Kaynak metin —
..............................
Pages

08 Aralık 2021

Birinci İntifada


Filistin halkının büyük ayaklanmasının, İntifada’nın 35. yıldönümü. Aralık 1987’deki intifada üzerinden Samidun Filistinli Tutsaklar Dayanışma Ağı, bugüne dek süren mücadelenin, direnişin ve devrimin canlı hatırasını ve mirasını diri tutuyor, onurlandırıyor, yüceltiyor.

Gazze’deki Cibaliye mülteci kampında İsrail işgal ordusuna ait bir askerî cemseden açılan ateş sonucu dört Filistinli işçinin öldürülmesi sonrası Filistinliler, 8 Aralık 1987 günü sokaklara döküldüler. Halk, kendi hareketini meydana getirdi, kolektiflerini ve kurumlarını oluşturdu, Ayaklanmanın Birleşik Ulusal Liderliği’ne ait mesajlar üzerinden birleşti, İsrail’i boykot etti ve halk mücadelesiyle kolektif direnişin tüm unsurlarını pratiğe döktü. İntifada sürecine öncülük etme noktasında kadınlar, gençler ve işçiler kritik bir rol oynadılar, her köyde, kasabada ve şehirde sömürgeciliğe karşı direnişten neşet edecek devrimci toplum için ortaya konulacak tüm çalışmaları yürütmek adına komiteler örgütlediler.

İntifada, sadece Filistin’deki Filistinlileri değil, sürgündeki ve diasporadaki Filistinlileri de birleştirdi. Birçok yönden İntifada, Lübnan kamplarındaki kuşatmayı kırdı, dünya genelinde Filistinli toplulukların örgütlenmesi sürecini tetikledi, aynı zamanda Filistinlilerle dayanışma çalışmalarının örgütlenmesine dönük adımların hızla artmasını sağladı.
..............................
Satırlar —
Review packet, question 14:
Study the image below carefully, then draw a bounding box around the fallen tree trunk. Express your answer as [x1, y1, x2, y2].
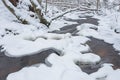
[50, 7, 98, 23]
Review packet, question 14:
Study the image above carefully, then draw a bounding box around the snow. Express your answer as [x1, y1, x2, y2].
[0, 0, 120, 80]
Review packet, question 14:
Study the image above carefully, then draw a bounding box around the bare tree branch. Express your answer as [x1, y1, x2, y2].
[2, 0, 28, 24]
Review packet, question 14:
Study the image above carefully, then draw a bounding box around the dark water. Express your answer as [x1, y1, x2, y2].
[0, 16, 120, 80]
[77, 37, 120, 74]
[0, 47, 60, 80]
..............................
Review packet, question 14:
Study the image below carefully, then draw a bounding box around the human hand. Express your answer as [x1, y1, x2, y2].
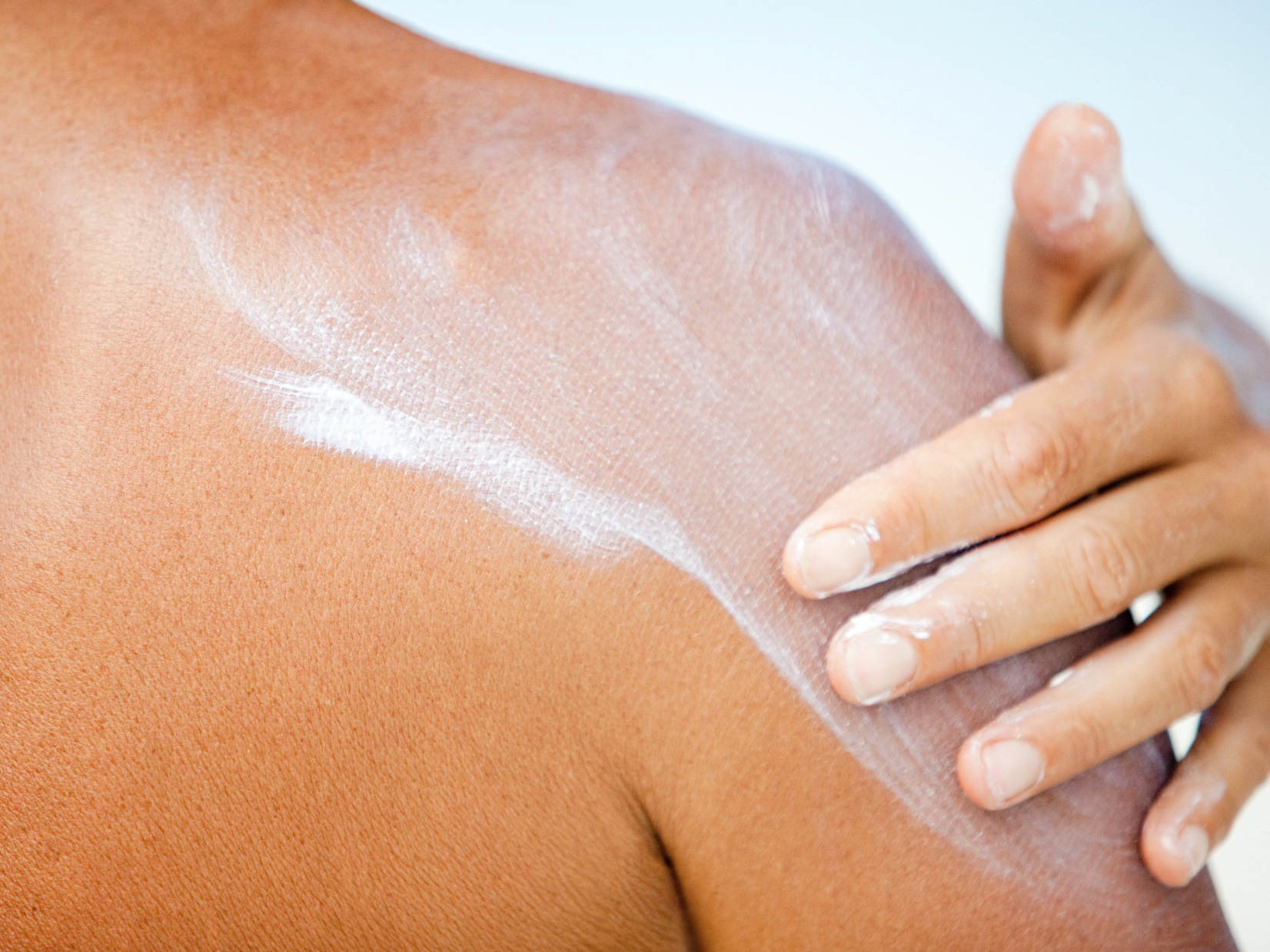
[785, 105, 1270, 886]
..............................
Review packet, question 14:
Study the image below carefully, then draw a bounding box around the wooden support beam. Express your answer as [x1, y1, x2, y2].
..............................
Görev 1 — Birinci İntifada metnine göre Filistinliler 8 Aralık 1987'de hangi olayın ardından sokaklara döküldü?
Görev 2 — Birinci İntifada metnini kaldığı yerden sürdürün.
Satırların bu işle hiçbir ilgisi yok.

Yanıt 1 — Gazze'deki Cibaliye mülteci kampında İsrail işgal ordusuna ait bir askerî cemseden açılan ateşle dört Filistinli işçinin öldürülmesinin ardından.

Yanıt 2 —
Doğal olarak İntifada, büyük bir baskı ile karşılaştı: insanlar, toplu hâlde hapse atıldılar, ağır işkencelerden ve sorgu süreçlerinden geçtiler, Rabin’in o herkesçe bilinen “kemik kırma” politikasına maruz kaldılar. İşgal güçleri, İntifada süresince yüz binlerce Filistinliyi gözaltına aldı, hapse attı, 120.000’den fazla insan yaralandı, yüzlercesi katledildi. Filistinli tutsaklar, direnişlerine ve başkaldırılarına demir parmaklıklar ardında devam ettiler, bağrından birçok parlak genç örgütçüyü çıkartacak olan “devrim okulları”nı kurdular, bu okulların temellerini sağlamlaştırdılar.

İntifada, Sovyetler Birliği ve Doğu Bloku devletlerinin yıkılışından, tek kutuplu dünyaya hâkim olan ABD emperyalizminin yol açtığı tehdide, oradan birinci Irak Savaşı’na ve Arapların özyönetim pratiklerine yönelik saldırılara dek birçok uluslararası gelişmeye rağmen devam etti. Maalesef bu süreçte İntifada, birilerinin malı hâline geldi. Filistin halkının fedakârlıkları ve başarıları, ABD emperyalizmi ile gerici Arap rejimleriyle ittifak hâlinde olan Filistinli yönetici sınıf tarafından gasp edildi. Bu süreçte yüzler önce Madrid Konferansı’na sonra da Oslo Anlaşması sürecine çevrildi. Böylelikle Filistin halkının devrimci arzuları, Siyonist sömürgeciliğin yanı başında basit bir özyönetim projesine dönüştürülmeye çalışıldı.

Oslo Anlaşması, İntifada’ya son vermiş gibi görünse de Filistinlilerin devrimci vizyonuna halel getiremedi. İntifada, bugün Filistin mücadelesinin neden alternatif bir yola, topyekûn kurtuluş ve geri dönüş vizyonu ile uyumlu bir yola ihtiyacı olduğunu ortaya koyuyor. Zira bugün Filistin davası, bir kez daha tasfiye edilmeye çalışılıyor.

İntifada’nın sunduğu vizyon, hiçbir vakit mağlup olmadı, engellenemedi, ezilemedi. Bu vizyon, onlarca yıldır olduğu gibi her bir ayaklanmada yaşamaya devam ediyor. Filistin’de, mülteci kamplarında, sürgünde ve diasporada, dünyanın her bir şehrinde, her adalet mücadelesinde Filistin bayrağı, devrim umudu, devrim arzusu ve özgür bir gelecek vizyonu olarak, bir çiçek misali karşımıza çıkıyor.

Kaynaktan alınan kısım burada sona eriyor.